*Aim 1*.
Copy every line of the extracted data entries word for word.

By contrast, the present invention is completely intuitive. The present invention provides for authoring, direct manipulation and visual representation of emotional synthetic speech in a simplified format with a high level of abstraction. A user can easily predict how the text authored with the graphical editor of the present invention will sound because of the power of the explicit and intuitive visual representation of vocal parameters.

Further, the present invention provides for the automatic specification of prosodic controls which create vocal emotional affect in synthetic speech produced with a concatenative speech synthesizer.

First of all, it is important to understand that speech has two main components: verbal (the words themselves), and vocal (intonation and voice quality). The importance of vocal components in speech may be indicated by the fact that children can understand emotions in speech before they can understand words. Intonation is effected by changes in the pitch, duration and amplitude of speech segments. Voice quality (e.g. nasal, breathy, or hoarse) is intrasegmental, depending on the individual vocal tract. Note that a glossary has been included as Appendix A for further clarification of some of the terms used herein.

Along a sliding scale of `affect`, voices may be heard to contain personalities, moods, and emotions. Personality has been defined as the characteristic emotional tone of a person over time. A mood may be considered a maintained attitude; whereas an emotion is a more sudden and more subtle response to a particular stimulus, lasting for seconds or minutes. The personality of a voice may therefore be regarded as its largest effect, and an emotion its smallest. The term `vocal emotion` will be used herein to encompass the full range of `affect` in a voice.

Extracted data entries

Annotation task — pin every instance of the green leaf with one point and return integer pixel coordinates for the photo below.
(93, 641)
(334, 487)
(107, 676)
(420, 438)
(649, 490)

*Aim 2*.
In the passage on emotional synthetic speech, which changes in speech segments does it say produce intonation?

*Complete response 1*.
Annotation task — pin every instance of the green leaf with one point and return integer pixel coordinates for the photo below.
(93, 641)
(334, 487)
(107, 676)
(420, 438)
(649, 490)

*Complete response 2*.
Pitch, duration and amplitude.